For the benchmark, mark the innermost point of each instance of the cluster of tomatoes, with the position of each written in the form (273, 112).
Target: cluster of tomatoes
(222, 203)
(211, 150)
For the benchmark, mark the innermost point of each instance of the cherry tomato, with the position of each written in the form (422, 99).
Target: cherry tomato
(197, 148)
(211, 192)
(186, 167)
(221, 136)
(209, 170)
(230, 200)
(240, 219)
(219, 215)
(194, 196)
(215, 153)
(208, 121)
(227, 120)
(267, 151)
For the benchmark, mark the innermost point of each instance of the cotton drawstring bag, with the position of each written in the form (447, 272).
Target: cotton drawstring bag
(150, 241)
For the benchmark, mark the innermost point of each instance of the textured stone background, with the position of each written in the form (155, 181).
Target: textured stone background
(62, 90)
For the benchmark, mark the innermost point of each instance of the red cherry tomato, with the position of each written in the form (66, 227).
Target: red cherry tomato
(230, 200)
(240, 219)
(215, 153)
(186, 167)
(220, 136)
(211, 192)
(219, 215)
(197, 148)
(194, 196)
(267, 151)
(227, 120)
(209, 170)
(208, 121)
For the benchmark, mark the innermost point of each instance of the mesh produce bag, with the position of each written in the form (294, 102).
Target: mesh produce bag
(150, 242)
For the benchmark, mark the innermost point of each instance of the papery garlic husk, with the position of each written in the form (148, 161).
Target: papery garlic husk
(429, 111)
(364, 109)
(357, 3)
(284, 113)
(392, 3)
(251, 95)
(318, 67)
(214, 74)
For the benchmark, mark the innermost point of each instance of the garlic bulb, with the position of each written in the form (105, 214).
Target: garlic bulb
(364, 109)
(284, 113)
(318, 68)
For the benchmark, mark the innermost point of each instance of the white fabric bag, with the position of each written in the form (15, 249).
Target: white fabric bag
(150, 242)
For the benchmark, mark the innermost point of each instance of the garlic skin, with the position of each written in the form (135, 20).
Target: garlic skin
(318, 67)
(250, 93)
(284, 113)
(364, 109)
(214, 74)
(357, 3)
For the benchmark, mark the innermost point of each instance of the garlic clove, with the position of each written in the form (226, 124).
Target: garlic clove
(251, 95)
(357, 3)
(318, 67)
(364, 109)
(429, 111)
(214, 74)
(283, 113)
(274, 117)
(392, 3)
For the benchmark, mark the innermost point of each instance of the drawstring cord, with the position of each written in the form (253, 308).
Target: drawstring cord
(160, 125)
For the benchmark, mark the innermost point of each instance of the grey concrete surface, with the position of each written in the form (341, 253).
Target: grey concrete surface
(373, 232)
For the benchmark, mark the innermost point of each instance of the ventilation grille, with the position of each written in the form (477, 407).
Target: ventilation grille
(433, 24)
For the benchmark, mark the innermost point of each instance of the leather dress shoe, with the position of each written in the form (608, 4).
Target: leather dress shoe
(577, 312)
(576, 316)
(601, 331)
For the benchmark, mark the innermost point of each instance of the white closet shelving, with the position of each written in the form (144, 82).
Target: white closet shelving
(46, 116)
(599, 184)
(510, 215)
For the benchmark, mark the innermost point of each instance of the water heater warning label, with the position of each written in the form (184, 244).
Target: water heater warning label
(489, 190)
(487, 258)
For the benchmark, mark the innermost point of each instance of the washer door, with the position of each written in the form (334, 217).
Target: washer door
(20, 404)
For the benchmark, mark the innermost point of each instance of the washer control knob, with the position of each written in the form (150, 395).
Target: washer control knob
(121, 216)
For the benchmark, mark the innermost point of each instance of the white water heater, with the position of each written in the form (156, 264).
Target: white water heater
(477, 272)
- - - -
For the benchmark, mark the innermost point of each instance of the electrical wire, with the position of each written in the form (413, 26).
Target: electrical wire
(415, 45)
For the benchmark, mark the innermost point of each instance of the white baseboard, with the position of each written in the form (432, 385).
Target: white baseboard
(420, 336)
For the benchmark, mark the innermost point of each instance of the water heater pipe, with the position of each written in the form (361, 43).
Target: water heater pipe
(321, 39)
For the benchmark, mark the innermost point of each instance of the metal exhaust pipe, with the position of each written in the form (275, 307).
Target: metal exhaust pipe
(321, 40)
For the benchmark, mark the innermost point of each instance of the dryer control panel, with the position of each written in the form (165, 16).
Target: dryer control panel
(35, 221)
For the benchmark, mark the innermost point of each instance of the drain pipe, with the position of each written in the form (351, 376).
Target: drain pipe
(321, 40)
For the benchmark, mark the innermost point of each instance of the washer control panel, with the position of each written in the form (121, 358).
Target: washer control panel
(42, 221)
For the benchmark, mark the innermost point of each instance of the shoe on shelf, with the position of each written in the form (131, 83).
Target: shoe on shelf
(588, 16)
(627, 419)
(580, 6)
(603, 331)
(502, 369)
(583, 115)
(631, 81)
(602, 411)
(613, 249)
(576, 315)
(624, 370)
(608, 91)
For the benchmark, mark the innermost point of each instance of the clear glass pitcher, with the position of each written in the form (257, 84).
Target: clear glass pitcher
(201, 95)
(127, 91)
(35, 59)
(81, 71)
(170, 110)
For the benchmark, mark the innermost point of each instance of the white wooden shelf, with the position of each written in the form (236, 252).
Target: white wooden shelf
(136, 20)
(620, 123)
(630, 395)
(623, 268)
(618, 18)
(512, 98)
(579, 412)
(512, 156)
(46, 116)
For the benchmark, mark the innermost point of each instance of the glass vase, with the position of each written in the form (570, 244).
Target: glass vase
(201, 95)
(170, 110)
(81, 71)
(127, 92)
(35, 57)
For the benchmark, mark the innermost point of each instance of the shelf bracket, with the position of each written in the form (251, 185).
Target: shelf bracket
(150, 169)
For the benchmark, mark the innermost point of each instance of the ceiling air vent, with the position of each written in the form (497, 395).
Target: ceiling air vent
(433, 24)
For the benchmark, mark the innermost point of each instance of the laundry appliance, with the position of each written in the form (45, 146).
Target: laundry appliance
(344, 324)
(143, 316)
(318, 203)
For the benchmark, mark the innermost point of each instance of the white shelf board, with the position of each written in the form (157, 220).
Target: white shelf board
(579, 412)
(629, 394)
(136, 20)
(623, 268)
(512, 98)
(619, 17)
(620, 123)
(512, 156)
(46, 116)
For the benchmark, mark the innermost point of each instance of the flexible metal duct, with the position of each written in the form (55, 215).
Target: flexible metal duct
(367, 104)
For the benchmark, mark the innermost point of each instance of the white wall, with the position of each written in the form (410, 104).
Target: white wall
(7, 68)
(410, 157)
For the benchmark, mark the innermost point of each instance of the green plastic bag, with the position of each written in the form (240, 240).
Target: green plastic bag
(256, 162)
- - - -
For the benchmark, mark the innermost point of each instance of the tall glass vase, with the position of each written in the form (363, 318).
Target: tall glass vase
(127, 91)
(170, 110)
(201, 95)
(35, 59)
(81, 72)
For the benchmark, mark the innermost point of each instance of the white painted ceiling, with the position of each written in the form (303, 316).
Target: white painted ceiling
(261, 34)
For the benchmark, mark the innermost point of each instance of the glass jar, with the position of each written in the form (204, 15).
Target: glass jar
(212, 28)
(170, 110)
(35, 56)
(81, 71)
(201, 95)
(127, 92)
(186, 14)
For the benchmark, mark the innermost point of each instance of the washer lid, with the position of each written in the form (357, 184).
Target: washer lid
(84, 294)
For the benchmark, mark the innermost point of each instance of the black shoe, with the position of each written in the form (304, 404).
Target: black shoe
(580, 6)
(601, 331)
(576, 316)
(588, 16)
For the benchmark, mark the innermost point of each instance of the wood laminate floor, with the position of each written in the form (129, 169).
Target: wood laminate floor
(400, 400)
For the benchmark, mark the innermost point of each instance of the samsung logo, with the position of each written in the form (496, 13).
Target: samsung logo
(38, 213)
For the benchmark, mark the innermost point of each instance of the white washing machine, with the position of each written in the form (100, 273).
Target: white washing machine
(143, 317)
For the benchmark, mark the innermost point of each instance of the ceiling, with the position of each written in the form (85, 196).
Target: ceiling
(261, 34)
- - - -
What the exercise asks ::
Identify every line in the records above that contains the word "drain", and copy each such line in full.

Exercise solution ::
For the benchmark, mark the innermost point of each instance of the drain pipe, with the position of each written in the form (351, 376).
Target: drain pipe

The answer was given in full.